--- Records supplied Enclosed Below ---

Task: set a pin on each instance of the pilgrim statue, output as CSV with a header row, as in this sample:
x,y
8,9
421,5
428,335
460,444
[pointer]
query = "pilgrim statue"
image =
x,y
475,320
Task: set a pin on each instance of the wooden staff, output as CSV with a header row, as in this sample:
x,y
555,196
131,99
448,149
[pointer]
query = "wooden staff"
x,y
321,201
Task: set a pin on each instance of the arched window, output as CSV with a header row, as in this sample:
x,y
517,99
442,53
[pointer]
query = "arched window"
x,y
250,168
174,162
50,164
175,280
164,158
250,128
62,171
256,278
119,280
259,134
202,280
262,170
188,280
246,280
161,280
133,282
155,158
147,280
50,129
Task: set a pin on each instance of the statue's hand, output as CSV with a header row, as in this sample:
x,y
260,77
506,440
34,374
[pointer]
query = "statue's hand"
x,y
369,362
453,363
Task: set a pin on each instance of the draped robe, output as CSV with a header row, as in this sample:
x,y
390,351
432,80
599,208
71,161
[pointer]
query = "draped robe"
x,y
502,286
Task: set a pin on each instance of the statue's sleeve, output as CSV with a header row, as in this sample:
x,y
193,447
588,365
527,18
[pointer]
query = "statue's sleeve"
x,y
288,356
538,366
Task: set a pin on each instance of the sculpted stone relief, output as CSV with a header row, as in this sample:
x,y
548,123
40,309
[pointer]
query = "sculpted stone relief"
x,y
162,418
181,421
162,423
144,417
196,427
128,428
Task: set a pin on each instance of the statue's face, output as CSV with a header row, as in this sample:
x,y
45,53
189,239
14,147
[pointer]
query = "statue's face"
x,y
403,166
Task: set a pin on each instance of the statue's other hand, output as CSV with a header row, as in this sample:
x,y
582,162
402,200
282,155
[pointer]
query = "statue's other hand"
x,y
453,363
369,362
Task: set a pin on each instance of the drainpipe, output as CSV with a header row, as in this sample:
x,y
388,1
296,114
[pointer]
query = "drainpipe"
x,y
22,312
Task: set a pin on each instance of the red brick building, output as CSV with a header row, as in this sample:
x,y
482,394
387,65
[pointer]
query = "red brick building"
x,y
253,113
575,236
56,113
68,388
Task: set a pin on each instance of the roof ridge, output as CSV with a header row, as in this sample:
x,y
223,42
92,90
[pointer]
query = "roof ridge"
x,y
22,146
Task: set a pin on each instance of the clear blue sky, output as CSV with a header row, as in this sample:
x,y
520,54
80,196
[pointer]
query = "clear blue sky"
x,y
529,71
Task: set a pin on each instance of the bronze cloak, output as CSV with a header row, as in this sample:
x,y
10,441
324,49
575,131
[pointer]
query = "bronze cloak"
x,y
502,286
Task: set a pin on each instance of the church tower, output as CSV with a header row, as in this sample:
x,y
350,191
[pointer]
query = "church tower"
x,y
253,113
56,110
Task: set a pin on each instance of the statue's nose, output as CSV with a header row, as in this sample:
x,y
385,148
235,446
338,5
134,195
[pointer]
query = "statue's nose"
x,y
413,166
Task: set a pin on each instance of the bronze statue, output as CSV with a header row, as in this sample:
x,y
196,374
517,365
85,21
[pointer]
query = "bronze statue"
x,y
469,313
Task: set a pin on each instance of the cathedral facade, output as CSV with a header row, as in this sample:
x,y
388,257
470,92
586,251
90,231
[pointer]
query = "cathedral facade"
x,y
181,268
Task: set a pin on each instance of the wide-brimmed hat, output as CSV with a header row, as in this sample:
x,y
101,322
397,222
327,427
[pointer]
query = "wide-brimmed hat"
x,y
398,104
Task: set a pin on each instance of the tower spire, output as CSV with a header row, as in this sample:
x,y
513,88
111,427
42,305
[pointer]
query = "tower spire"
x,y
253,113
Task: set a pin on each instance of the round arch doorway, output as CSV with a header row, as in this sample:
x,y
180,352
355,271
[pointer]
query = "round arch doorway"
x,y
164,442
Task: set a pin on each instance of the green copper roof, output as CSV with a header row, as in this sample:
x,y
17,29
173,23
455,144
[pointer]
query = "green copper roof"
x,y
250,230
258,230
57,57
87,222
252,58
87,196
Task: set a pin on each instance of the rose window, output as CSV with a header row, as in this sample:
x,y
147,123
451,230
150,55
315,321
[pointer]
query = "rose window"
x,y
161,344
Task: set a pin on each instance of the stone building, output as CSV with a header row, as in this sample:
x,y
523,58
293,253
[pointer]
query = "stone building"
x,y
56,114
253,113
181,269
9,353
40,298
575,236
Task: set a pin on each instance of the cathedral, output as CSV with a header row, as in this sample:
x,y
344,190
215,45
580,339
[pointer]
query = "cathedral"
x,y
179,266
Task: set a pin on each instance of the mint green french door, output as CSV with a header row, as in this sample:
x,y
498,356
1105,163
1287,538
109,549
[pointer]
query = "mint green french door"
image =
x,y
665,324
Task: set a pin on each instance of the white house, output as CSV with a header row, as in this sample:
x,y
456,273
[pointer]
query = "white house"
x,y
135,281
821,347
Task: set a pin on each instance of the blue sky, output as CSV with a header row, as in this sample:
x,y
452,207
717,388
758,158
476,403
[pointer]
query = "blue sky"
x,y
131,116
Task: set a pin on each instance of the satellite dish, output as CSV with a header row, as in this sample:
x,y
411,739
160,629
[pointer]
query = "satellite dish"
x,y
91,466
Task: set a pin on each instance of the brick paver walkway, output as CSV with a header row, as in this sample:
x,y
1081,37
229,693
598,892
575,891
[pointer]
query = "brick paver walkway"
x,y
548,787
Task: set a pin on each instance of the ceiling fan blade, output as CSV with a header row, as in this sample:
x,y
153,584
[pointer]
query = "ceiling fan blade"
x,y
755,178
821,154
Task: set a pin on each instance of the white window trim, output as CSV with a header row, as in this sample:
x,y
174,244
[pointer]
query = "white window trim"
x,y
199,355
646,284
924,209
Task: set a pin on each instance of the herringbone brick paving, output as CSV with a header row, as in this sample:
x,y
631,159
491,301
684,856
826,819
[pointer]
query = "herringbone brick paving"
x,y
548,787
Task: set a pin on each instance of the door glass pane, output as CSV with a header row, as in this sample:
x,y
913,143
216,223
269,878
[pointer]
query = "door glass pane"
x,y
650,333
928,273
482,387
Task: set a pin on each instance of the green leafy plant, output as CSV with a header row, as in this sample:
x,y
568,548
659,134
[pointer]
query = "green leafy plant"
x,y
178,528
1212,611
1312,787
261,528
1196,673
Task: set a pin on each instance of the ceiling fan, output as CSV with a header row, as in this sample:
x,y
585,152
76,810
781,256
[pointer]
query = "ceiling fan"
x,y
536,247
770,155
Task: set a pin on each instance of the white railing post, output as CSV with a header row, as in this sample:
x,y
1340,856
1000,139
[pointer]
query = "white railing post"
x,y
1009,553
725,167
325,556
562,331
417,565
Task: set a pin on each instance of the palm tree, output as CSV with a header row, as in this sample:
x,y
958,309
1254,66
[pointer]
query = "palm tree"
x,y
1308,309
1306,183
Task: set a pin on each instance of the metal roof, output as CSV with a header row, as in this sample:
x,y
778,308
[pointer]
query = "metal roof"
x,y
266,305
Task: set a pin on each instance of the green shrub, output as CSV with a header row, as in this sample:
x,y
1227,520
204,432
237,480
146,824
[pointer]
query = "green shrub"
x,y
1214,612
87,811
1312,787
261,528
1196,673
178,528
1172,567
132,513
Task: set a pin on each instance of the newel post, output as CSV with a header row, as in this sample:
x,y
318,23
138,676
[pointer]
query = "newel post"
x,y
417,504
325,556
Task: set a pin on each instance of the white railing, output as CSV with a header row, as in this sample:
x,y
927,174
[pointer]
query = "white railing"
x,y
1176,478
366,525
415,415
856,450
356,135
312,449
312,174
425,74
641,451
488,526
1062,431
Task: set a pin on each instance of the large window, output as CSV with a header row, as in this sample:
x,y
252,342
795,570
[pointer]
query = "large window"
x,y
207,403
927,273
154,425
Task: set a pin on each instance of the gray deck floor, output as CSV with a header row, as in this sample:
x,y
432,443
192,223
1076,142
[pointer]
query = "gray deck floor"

--- End of Enclosed Records supplied ---

■ **Action item**
Reproduce every line in the data that has the word "floor" in it.

■ **Solution to the exercise**
Task: set a pin on each instance of the gray deck floor, output as CSV with a header row, as in this sample:
query = "gray deck floor"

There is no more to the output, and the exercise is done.